Records from a data source:
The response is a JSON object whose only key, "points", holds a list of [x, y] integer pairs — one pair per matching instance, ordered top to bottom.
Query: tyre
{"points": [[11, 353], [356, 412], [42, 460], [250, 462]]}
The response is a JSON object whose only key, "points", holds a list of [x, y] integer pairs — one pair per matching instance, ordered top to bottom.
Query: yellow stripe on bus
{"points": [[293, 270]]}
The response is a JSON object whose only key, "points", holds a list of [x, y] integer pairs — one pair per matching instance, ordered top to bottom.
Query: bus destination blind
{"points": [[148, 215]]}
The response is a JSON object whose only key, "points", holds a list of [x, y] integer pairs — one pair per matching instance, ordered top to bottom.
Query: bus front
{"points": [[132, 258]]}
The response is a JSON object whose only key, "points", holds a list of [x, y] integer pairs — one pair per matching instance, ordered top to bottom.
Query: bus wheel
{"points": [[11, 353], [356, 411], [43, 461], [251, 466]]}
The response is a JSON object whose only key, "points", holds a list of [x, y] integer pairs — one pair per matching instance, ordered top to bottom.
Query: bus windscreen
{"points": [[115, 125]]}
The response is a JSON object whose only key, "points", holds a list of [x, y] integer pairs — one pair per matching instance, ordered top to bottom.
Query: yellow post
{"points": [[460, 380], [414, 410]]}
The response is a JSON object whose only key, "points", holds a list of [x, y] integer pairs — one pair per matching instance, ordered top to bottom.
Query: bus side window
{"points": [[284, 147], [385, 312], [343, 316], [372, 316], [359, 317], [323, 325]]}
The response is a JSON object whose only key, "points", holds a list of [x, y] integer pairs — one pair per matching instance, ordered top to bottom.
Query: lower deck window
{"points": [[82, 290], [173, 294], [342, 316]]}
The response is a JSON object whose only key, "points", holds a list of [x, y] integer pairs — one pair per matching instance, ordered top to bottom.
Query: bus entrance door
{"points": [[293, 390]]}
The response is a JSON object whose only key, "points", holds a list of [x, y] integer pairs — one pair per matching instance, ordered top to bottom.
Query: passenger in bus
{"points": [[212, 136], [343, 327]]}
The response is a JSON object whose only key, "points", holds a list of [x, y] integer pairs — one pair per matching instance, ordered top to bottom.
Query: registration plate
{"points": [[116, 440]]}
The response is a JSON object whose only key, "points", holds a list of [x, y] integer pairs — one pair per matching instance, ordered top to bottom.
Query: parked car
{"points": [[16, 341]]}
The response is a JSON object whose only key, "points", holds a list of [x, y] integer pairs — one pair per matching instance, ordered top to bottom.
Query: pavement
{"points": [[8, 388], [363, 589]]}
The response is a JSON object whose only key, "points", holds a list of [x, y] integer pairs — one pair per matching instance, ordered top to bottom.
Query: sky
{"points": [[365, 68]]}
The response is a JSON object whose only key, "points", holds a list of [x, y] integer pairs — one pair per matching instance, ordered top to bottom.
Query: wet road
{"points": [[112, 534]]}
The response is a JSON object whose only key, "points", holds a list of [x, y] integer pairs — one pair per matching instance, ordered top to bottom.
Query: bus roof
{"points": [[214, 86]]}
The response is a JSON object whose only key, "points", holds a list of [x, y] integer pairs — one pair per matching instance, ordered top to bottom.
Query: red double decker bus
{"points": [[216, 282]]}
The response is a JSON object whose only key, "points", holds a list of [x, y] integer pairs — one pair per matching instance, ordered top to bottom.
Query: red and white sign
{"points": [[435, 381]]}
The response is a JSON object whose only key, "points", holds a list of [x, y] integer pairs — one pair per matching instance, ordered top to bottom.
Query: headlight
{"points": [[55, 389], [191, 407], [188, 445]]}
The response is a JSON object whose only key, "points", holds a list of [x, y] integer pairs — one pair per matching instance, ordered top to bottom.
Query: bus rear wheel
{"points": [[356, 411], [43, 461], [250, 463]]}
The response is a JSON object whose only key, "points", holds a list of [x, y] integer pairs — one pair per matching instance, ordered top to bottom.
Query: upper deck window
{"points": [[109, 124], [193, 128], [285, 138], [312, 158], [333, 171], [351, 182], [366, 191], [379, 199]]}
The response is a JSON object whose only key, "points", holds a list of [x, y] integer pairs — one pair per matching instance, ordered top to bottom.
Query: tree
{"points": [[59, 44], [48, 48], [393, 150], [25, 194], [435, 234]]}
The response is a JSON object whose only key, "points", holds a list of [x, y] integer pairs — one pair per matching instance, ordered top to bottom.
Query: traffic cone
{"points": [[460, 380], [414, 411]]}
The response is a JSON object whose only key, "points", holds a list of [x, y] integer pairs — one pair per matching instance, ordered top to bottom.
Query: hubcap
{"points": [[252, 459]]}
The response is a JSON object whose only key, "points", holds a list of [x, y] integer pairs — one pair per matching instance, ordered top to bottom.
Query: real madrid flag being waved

To be done = Repeat the records above in full, character for character.

Final result =
The response is a JSON object whose only key, "points", holds a list of [x, y] integer pairs — one pair per matching instance, ordered top to bottom.
Query: tyre
{"points": [[11, 353], [356, 412], [42, 460], [250, 462]]}
The response is a JSON object whose only key, "points", holds a list of [x, y] integer pairs — one pair per matching instance, ordered top to bottom.
Query: yellow stripe on bus
{"points": [[293, 270]]}
The response is a JSON object whose only key, "points", holds a list of [x, y] integer pairs — one pair per matching instance, ordered top to bottom.
Query: bus destination blind
{"points": [[148, 215]]}
The response is a JSON object whose only key, "points", holds a list of [x, y] integer pairs — one pair per matching instance, ordered top to bottom.
Query: bus front
{"points": [[132, 258]]}
The response is a JSON object whose only key, "points", holds a list of [x, y] integer pairs — one pair per matching instance, ordered top to bottom.
Query: bus wheel
{"points": [[11, 353], [356, 411], [43, 461], [251, 466]]}
The response is a JSON object whose only key, "points", holds a list of [x, y] integer pairs — one pair per matching instance, ordered top to bottom.
Query: bus windscreen
{"points": [[115, 125]]}
The response is a JSON object whose only key, "points", holds a list of [x, y] integer pairs — one pair per matching instance, ordered top to bottom.
Query: yellow post
{"points": [[460, 380], [414, 410]]}
The response is a JSON object whose only key, "points", holds a list of [x, y] integer pairs — one pair per matching instance, ordered top to bottom.
Query: bus side window
{"points": [[284, 147], [385, 312], [343, 316], [372, 316], [359, 317], [323, 325]]}
The response is a JSON object whose only key, "points", holds a list of [x, y] integer pairs — one pair per matching instance, ordered top to bottom.
Query: lower deck window
{"points": [[82, 290], [173, 294], [342, 316]]}
The response is a JSON object whose only key, "points", holds a list of [x, y] integer pairs — one pair per matching instance, ordered top to bottom.
Query: bus entrance door
{"points": [[293, 390]]}
The response is a JSON object whose only key, "points", holds a list of [x, y] integer pairs — one pair per matching instance, ordered top to bottom.
Query: passenger in bus
{"points": [[212, 136], [343, 327]]}
The response is a JSON object whose only key, "points", holds a list of [x, y] integer pairs — one pair per matching instance, ordered top to bottom.
Query: registration plate
{"points": [[116, 440]]}
The response is a JSON object whose only key, "points", holds a list of [x, y] integer pairs — one pair per matching instance, ordered top to bottom.
Query: parked car
{"points": [[16, 341]]}
The response is a JSON object whose only key, "points", holds a list of [x, y] integer pairs — one pair per matching instance, ordered top to bottom.
Query: pavement
{"points": [[8, 388], [363, 589]]}
The response is a JSON object whose only key, "points", holds a list of [x, y] integer pairs — one pair per matching instance, ordered top to bottom.
Query: sky
{"points": [[365, 68]]}
The response is a JSON object whose only key, "points", holds a list of [x, y] integer pairs — one pair per matching instance, ordered top to bottom.
Query: wet road
{"points": [[112, 534]]}
The response is a JSON object whose only key, "points", holds a list of [x, y] integer pairs — one pair per matching instance, ordered top to bottom.
Query: bus roof
{"points": [[214, 86]]}
The response is a JSON object whose only key, "points", holds a list of [x, y] integer pairs — one pair per matching instance, ordered top to bottom.
Query: red double decker bus
{"points": [[216, 282]]}
The response is a JSON object whose only key, "points", holds a list of [x, y] integer pairs — one pair per matching instance, ordered top to bottom.
Query: red and white sign
{"points": [[435, 381]]}
The response is a JSON object whose only key, "points", holds a list of [x, y] integer pairs — one pair per matching instance, ordered top to bottom.
Query: headlight
{"points": [[55, 389], [191, 407], [188, 445]]}
The response is a JSON object whose only key, "points", holds a list of [x, y] integer pairs — one pair per matching instance, ordered top to bottom.
Query: bus rear wheel
{"points": [[356, 411], [43, 461], [250, 463]]}
The response is a JSON object whose only key, "points", holds a list of [x, y] integer pairs — one pair per matching instance, ordered top to bottom.
Query: upper deck window
{"points": [[109, 124], [193, 128], [285, 138], [312, 158], [333, 171], [351, 182], [366, 191], [379, 199]]}
The response is a JSON object whose only key, "points", holds a list of [x, y] integer pairs — one pair per matching instance, ordered top to bottom.
Query: tree
{"points": [[59, 44], [48, 48], [393, 150], [25, 194], [435, 234]]}
The response is a JSON object whose only key, "points", holds a list of [x, y] integer pairs — one pair per matching instance, ordered top to bottom.
Query: traffic cone
{"points": [[460, 380], [414, 411]]}
The response is a JSON object whose only key, "points", holds a list of [x, y] integer pairs — one pair per matching instance, ordered top to bottom.
Query: hubcap
{"points": [[252, 459]]}
The response is a JSON object whose only key, "points", holds a list of [x, y] integer pairs — one pair per matching instance, ordered top to bottom.
Query: real madrid flag being waved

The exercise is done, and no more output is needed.